* [Referring expression data]
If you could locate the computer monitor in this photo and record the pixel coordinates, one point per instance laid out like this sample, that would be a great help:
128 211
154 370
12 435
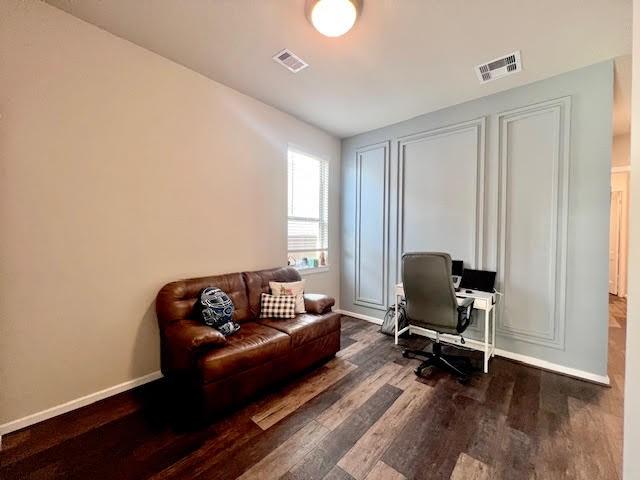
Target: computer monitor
483 280
457 266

* [ASSIGNED TASK] All of the data above should be quoted exactly, except for the pictures.

* [SOLVED PROBLEM]
If you could locate the computer monitor in this photo and record the pixel coordinates, one point per instance laid out like this sample, that would be a great help:
128 211
154 370
12 435
Target: computer monitor
483 280
457 266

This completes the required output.